EXCERPT PROVIDED:

--- START ---

Classification and Pattern Discovery of Mood in
Weblogs
Thin Nguyen, Dinh Phung, Brett Adams, Truyen Tran, and Svetha Venkatesh
Curtin University of Technology
[email protected],
{d.phung,b.adams,t.tran2,s.venkatesh}@curtin.edu.au
Abstract. Automatic data-driven analysis of mood from text is an
emerging problem with many potential applications. Unlike generic text
categorization, mood classification based on textual features is complicated by various factors, including its context- and user-sensitive nature.
We present a comprehensive study of different feature selection schemes
in machine learning for the problem of mood classification in weblogs.
Notably, we introduce the novel use of a feature set based on the affective
norms for English words (ANEW) lexicon studied in psychology. This feature set has the advantage of being computationally efficient while maintaining accuracy comparable to other state-of-the-art feature sets experimented with. In addition, we present results of data-driven clustering
on a dataset of over 17 million blog posts with mood groundtruth. Our
analysis reveals an interesting, and readily interpreted, structure to the
linguistic expression of emotion, one that comprises valuable empirical
evidence in support of existing psychological models of emotion, and in
particular the dipoles pleasure–displeasure and activation–deactivation.
1
Introduction
Mood is a state of the mind such as being happy, sad or angry. It is a complex cognitive process which has received extensive research effort, and debate,
among psychologists about its nature and structure [9,10,6]. But better scientific understanding of what constitutes a ‘mood’ has ramifications beyond psychology alone: for neuroscientists, it might offer insight into the functioning of
the human brain; for medical professionals working in the domain of mental
health, it might enable better monitoring and intervention for individuals and
communities.

--- END ---

(Stored data)
--- START ---

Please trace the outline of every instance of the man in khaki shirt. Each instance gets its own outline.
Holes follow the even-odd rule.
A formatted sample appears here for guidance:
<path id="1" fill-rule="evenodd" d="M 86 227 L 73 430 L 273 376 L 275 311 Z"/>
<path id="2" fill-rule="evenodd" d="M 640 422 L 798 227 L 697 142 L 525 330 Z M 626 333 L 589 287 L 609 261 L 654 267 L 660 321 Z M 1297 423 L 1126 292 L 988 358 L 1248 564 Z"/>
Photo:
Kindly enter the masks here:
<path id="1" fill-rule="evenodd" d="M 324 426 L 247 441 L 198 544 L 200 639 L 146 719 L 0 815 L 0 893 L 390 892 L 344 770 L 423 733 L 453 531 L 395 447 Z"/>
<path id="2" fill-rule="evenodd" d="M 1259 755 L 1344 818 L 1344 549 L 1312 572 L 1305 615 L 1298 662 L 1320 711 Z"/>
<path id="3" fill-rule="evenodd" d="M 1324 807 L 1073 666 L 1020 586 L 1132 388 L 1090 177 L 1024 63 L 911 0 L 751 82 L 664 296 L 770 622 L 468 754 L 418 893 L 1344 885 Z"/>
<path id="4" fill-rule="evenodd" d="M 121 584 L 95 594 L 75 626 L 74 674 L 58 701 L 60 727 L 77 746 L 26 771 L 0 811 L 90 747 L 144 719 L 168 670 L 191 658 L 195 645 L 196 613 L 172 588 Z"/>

--- END ---

USING THE INFORMATION:
(1) List the authors named in the paper on mood in weblogs.
(2) Condense the paragraph of the paper on mood in weblogs that begins "Abstract. Automatic data-driven analysis" into a bulleted list that keeps its main facts.
(3) Reproduce the passage of the paper on mood in weblogs starting at "Classification and Pattern" and ending at "and user-sensitive nature.".

TASK-BY-TASK OUTPUTS:
(1)
- Thin Nguyen
- Dinh Phung
- Brett Adams
- Truyen Tran
- Svetha Venkatesh

(2)
- Automatic data-driven analysis of mood from text is an emerging problem with many potential applications.
- Unlike generic text categorization, mood classification from textual features is complicated by factors such as its context- and user-sensitive nature.
- The study compares different feature selection schemes in machine learning for mood classification in weblogs.
- It introduces a novel feature set based on the affective norms for English words (ANEW) lexicon from psychology. This set is computationally efficient and about as accurate as the other state-of-the-art feature sets tested.
- It reports data-driven clustering on a dataset of over 17 million blog posts with mood groundtruth.
- The analysis reveals a readily interpreted structure in the linguistic expression of emotion. This structure supports existing psychological models of emotion, particularly the dipoles pleasure–displeasure and activation–deactivation.

(3)
Classification and Pattern Discovery of Mood in
Weblogs
Thin Nguyen, Dinh Phung, Brett Adams, Truyen Tran, and Svetha Venkatesh
Curtin University of Technology
[email protected],
{d.phung,b.adams,t.tran2,s.venkatesh}@curtin.edu.au
Abstract. Automatic data-driven analysis of mood from text is an
emerging problem with many potential applications. Unlike generic text
categorization, mood classification based on textual features is complicated by various factors, including its context- and user-sensitive nature.